Pick out and copy every line in the material below that contains the string "green". Case counts.
--- BEGIN INPUT ---
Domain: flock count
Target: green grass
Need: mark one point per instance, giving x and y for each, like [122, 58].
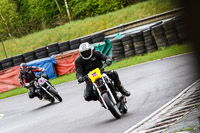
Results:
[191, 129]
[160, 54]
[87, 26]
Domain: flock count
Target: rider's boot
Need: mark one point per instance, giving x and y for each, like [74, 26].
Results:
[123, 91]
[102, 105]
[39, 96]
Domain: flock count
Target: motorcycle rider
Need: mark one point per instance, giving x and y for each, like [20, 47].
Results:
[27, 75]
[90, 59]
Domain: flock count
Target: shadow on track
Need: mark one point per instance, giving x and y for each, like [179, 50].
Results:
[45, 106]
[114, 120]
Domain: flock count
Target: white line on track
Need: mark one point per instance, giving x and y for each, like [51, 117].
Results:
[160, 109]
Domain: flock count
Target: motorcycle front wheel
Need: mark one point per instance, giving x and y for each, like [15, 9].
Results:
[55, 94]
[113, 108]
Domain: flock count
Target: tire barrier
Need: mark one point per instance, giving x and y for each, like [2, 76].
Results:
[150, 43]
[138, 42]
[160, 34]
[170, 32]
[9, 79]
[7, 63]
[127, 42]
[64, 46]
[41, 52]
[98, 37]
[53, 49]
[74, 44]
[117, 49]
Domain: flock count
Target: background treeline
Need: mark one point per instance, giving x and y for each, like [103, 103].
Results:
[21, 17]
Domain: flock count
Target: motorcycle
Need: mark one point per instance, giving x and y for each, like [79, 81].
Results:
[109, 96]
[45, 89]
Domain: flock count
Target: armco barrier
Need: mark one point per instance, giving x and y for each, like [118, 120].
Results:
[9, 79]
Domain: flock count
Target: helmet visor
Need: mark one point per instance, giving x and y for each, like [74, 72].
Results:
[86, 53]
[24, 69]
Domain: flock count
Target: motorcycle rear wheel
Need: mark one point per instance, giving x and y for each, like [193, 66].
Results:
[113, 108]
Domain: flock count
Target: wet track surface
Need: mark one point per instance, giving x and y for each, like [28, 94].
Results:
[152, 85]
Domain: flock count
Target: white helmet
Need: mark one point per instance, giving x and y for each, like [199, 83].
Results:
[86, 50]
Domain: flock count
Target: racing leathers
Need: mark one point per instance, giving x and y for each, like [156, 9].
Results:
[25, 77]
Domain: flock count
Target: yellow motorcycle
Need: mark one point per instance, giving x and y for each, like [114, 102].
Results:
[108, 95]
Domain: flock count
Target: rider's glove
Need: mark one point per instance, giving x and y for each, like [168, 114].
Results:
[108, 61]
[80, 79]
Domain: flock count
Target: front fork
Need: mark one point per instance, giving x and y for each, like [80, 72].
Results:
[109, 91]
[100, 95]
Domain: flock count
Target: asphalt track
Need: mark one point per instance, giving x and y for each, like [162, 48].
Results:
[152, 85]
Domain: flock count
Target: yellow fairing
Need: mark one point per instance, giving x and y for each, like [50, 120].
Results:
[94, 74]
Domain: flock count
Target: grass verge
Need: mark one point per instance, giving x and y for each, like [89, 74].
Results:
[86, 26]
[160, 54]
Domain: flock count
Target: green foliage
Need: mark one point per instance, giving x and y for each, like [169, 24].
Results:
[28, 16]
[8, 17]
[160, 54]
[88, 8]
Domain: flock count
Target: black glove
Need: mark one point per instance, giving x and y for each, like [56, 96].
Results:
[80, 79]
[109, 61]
--- END INPUT ---
--- BEGIN INPUT ---
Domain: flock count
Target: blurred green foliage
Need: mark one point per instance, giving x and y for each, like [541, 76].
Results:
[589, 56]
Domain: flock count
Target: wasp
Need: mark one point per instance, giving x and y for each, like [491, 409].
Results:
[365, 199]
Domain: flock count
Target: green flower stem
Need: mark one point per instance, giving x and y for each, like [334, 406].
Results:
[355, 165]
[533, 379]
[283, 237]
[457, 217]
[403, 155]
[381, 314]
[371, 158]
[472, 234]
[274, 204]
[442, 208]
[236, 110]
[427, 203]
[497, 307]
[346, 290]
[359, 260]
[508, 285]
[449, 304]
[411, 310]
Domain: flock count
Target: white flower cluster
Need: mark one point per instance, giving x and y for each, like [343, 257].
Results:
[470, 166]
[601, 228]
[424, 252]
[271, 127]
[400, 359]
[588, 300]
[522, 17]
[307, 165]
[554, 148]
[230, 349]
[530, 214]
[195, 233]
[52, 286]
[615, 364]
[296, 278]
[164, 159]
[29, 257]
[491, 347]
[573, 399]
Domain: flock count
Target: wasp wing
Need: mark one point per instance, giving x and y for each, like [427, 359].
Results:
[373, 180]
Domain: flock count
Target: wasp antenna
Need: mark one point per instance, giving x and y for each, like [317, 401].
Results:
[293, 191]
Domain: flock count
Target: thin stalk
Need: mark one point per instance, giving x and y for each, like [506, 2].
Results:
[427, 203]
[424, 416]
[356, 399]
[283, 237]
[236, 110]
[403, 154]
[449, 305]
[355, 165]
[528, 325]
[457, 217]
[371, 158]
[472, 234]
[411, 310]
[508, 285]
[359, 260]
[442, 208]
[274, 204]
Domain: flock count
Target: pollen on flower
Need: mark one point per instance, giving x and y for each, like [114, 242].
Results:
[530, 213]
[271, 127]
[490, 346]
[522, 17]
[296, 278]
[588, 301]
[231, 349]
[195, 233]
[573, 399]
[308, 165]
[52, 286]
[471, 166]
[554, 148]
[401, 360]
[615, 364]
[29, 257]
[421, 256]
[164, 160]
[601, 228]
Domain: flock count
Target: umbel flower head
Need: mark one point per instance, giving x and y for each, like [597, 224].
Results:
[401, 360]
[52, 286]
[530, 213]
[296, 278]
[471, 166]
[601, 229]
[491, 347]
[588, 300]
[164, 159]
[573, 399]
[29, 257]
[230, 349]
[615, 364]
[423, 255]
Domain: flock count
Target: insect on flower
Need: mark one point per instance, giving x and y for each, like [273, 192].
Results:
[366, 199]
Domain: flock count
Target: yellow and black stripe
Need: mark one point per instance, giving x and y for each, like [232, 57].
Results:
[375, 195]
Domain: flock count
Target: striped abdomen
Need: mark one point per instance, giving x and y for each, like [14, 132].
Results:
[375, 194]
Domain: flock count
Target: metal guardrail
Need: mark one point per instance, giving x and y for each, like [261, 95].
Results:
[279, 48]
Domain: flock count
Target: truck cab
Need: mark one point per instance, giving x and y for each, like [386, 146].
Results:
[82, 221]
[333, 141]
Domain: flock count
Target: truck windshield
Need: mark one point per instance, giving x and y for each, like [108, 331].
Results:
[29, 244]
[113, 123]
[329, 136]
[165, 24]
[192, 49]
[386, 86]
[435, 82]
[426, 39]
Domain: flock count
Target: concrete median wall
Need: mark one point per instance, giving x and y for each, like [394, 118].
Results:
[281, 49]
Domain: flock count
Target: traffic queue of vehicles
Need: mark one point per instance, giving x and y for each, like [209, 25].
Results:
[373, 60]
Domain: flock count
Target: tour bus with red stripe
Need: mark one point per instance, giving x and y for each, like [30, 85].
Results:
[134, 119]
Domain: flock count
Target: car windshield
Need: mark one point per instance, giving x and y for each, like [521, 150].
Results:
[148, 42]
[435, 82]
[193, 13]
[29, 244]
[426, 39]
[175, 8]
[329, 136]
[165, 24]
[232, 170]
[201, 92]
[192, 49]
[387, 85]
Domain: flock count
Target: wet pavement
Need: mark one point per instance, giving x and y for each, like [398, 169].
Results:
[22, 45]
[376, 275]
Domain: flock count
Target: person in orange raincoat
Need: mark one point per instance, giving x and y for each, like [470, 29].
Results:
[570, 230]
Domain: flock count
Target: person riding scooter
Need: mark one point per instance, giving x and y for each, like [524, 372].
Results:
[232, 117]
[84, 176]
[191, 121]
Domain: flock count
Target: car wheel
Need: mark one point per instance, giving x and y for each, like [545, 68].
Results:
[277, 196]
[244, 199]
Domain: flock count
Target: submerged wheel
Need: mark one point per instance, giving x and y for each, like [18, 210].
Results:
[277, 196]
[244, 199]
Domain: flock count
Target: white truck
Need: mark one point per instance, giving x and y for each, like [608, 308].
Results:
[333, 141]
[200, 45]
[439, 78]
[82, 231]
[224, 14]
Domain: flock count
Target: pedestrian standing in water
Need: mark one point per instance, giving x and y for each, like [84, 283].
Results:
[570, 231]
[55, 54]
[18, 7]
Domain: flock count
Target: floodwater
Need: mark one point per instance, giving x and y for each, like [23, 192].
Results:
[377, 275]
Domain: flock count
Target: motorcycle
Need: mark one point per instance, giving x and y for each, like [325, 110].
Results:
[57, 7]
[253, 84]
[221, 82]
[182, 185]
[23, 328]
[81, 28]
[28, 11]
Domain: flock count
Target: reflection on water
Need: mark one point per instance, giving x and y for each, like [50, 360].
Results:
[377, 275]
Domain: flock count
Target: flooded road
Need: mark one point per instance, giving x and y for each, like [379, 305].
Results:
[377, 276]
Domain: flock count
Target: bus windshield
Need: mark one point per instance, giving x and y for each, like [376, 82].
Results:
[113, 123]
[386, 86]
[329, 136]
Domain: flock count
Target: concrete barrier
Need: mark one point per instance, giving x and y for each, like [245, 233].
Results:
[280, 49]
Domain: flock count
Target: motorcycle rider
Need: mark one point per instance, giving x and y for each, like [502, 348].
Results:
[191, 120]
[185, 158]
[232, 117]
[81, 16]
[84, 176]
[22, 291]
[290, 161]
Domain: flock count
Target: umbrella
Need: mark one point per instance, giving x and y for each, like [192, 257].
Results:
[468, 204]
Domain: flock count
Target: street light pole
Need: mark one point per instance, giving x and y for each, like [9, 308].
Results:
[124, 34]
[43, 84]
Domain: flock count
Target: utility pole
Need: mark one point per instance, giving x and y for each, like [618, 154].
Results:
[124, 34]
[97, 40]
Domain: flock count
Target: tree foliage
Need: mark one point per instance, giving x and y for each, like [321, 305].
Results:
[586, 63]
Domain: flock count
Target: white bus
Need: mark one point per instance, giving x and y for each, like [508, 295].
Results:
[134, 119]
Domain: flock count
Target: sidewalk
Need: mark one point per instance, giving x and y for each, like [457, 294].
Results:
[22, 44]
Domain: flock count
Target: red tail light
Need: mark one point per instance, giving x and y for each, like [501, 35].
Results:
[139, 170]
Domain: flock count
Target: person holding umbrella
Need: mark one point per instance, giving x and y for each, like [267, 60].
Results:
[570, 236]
--- END INPUT ---
CORRECT RESPONSE:
Target: green grass
Target: green foliage
Target: blurred green foliage
Target: green flower stem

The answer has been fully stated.